### PROVIDED MATERIAL:
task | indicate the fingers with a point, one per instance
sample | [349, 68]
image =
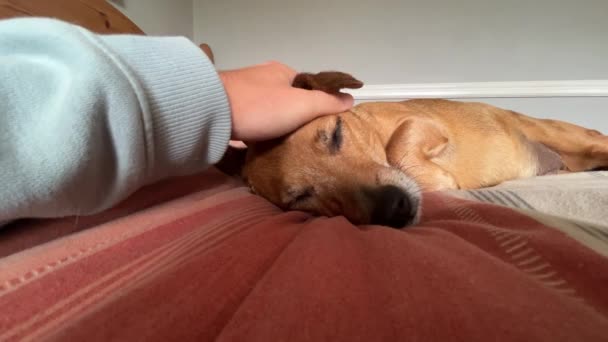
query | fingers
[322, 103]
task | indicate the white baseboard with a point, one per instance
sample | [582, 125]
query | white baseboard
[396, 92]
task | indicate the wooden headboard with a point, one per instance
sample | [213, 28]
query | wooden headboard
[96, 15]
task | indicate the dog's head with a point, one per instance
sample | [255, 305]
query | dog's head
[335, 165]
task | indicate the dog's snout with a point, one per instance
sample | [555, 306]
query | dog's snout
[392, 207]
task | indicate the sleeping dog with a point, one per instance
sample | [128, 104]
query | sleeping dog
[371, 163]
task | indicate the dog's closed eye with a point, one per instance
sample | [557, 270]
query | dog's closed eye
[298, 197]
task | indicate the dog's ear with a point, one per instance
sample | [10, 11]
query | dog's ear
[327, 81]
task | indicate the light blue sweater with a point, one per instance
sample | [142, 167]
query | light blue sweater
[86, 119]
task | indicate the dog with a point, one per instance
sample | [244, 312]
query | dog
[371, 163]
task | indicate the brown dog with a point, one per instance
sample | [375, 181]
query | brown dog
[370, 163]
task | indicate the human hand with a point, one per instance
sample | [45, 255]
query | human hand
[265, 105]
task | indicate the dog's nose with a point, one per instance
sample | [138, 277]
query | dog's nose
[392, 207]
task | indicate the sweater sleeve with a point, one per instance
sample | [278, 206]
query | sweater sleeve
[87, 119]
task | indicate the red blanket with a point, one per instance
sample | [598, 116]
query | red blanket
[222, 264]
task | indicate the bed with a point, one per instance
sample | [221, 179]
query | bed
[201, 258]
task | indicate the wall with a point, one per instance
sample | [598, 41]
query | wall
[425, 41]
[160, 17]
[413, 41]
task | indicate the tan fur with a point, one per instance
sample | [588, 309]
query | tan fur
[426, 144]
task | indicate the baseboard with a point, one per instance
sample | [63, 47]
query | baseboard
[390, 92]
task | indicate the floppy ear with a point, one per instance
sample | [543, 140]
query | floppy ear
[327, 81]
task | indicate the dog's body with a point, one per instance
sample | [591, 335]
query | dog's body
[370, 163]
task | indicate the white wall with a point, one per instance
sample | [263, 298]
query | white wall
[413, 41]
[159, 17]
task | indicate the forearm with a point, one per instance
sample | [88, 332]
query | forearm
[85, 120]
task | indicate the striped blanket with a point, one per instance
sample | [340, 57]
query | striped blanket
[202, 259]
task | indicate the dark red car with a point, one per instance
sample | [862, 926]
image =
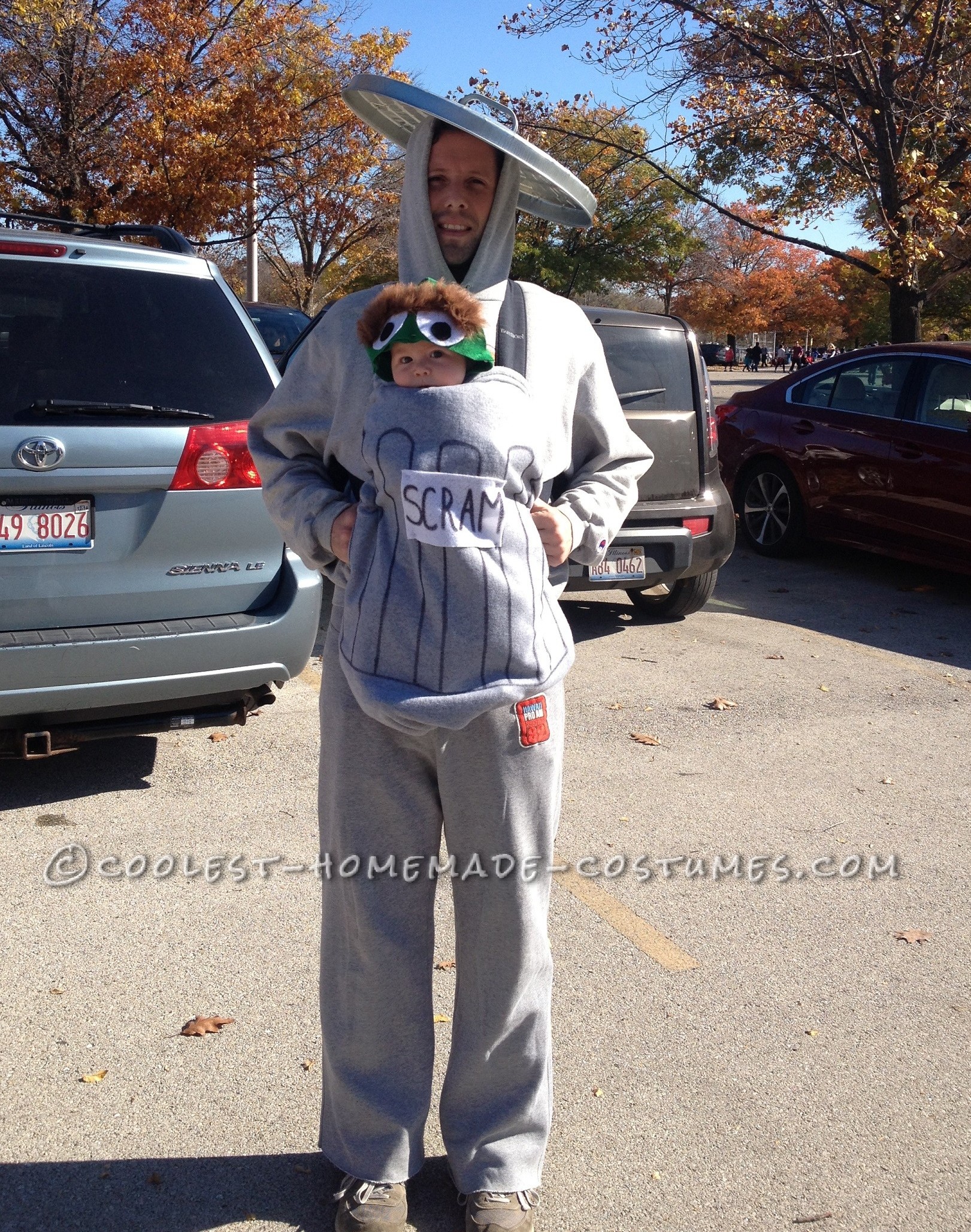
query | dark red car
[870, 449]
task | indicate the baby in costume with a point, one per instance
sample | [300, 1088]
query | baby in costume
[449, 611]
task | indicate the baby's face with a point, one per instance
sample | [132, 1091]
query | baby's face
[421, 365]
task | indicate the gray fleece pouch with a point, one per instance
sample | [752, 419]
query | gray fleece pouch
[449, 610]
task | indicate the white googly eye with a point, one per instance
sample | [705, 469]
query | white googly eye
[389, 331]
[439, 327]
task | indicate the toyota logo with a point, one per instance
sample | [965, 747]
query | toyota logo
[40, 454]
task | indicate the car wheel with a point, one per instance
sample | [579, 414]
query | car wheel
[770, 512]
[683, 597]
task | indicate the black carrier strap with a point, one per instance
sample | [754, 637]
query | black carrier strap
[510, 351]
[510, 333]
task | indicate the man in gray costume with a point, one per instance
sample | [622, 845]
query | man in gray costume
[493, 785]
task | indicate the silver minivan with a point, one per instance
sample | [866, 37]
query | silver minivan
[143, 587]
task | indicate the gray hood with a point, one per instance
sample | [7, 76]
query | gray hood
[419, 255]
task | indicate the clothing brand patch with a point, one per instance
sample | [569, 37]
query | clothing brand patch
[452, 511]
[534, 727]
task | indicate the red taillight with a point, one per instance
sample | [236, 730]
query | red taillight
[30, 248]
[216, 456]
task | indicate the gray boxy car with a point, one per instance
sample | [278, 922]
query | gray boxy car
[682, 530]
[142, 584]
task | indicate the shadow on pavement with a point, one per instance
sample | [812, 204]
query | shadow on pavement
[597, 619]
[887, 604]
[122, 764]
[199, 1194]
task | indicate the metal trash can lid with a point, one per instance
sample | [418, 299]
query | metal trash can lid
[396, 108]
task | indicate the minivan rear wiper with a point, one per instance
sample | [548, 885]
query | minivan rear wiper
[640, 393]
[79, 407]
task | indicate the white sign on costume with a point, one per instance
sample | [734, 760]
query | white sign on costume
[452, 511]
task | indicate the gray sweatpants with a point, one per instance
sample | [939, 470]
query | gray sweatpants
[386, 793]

### AIM:
Can you copy all of the rows above line for line, leaving out the pictures?

### TASK RESULT:
task | indicate the fingers with a point, one per instance
sample | [349, 68]
image =
query | fingers
[322, 103]
task | indicate the white baseboard with a point, one per instance
sample | [582, 125]
query | white baseboard
[396, 92]
task | indicate the wooden headboard with a point, one per instance
sample | [213, 28]
query | wooden headboard
[96, 15]
task | indicate the dog's head with a point, one per instance
sample | [255, 305]
query | dog's head
[335, 165]
task | indicate the dog's snout with a point, one per instance
sample | [555, 306]
query | dog's snout
[392, 207]
task | indicate the sleeping dog with a point, one per instance
sample | [128, 104]
query | sleeping dog
[371, 163]
task | indicate the dog's closed eye with a point, one per instance
sample | [557, 270]
query | dog's closed eye
[298, 197]
task | indicate the dog's ear with a point, one per instance
sample | [10, 11]
query | dog's ear
[327, 81]
task | indicate the light blue sweater with a point, one per instance
sample | [142, 167]
query | light blue sweater
[86, 119]
task | indicate the dog with a point, one per instance
sample | [244, 312]
query | dog
[371, 163]
task | indicate the brown dog with a point, one per instance
sample | [375, 181]
query | brown dog
[370, 163]
task | indicate the human hand with a point, one per instance
sample | [45, 255]
query | human hand
[265, 105]
task | indicate the dog's nose with a point, one per instance
sample | [138, 277]
query | dog's nose
[392, 207]
task | indicate the sweater sleeve with a point, one per instance
sample | [278, 206]
query | sweater sleeve
[87, 119]
task | indicate the red blanket with a point, one per instance
sample | [598, 116]
query | red blanket
[222, 264]
task | indicate the bed with a point, one per instance
sample | [221, 179]
query | bed
[201, 258]
task | indicate the wall with a point, one per instance
sample | [598, 41]
query | wall
[425, 41]
[160, 17]
[413, 41]
task | indicate the tan fur with a point, one per instance
sample | [588, 309]
query | tan fur
[426, 144]
task | indicate the baseboard with a point, one per instance
sample | [63, 47]
query | baseboard
[390, 92]
task | indicate the floppy ear with a point, one per instance
sample | [543, 140]
query | floppy ear
[327, 81]
task | indicate the dog's body with a point, one per instance
sample | [591, 335]
query | dog's body
[370, 163]
task | indicate the white wall with a point, one per instance
sample | [263, 298]
query | white wall
[413, 41]
[159, 17]
task | indicate the forearm with a point, one per instance
sample | [88, 332]
query | forearm
[85, 120]
task | indicate the striped blanket with a point, one per instance
sample | [340, 57]
query | striped blanket
[202, 259]
task | indicate the dark red car with a point, one per instance
sample | [862, 926]
image =
query | dark red car
[870, 449]
task | indicate the baby in costume with a point, one per instance
sample | [300, 1088]
query | baby in costume
[449, 611]
task | indicate the baby's face with a point, one per instance
sample | [132, 1091]
query | baby's face
[421, 365]
task | indicate the gray fleece pouch with a point, one per instance
sample | [752, 419]
query | gray fleece pouch
[449, 610]
task | indicate the white googly eye with a point, one per instance
sample | [705, 469]
query | white googly eye
[389, 331]
[439, 327]
task | indicate the toyota logo with a point, one per instance
sample | [965, 747]
query | toyota logo
[40, 454]
task | indicate the car wheel with a point, one per instance
sample | [579, 414]
query | car wheel
[770, 512]
[683, 597]
task | indicate the black carrier strap with a point, one per instance
sample | [754, 637]
query | black carrier strap
[510, 351]
[510, 333]
task | indicate the man in gray costume with a point, one per instance
sample | [622, 845]
query | man in gray costume
[493, 785]
task | indicate the silver minivan with a point, one per instance
sample | [866, 37]
query | silver minivan
[143, 587]
task | indicate the gray hood with a point, one per instance
sample | [7, 76]
query | gray hood
[419, 255]
task | indicate the clothing brand patch with a point, one per instance
sample | [569, 37]
query | clothing brand patch
[452, 511]
[534, 727]
task | indicate the red taillight with a point, one per instance
sample | [236, 730]
query | red taillight
[30, 248]
[216, 456]
task | indicate the gray boxy car with a point, one per instance
sample | [278, 922]
query | gray boxy car
[682, 530]
[142, 584]
task | indicate the shadow on pavement with a point, one per instance
sample | [812, 204]
query | shadow on pavement
[597, 619]
[887, 604]
[122, 764]
[199, 1194]
task | indicate the metal trash can lid with a point, one per instance
sample | [418, 299]
query | metal trash can lid
[396, 108]
task | indicate the minivan rear wiper with a point, one per instance
sample | [548, 885]
query | minivan rear wiper
[640, 393]
[79, 407]
task | indicate the white sign on costume with a point, one per instance
sample | [734, 760]
query | white sign on costume
[452, 511]
task | indicate the gray sweatpants with a point, one per instance
sample | [939, 470]
query | gray sweatpants
[386, 793]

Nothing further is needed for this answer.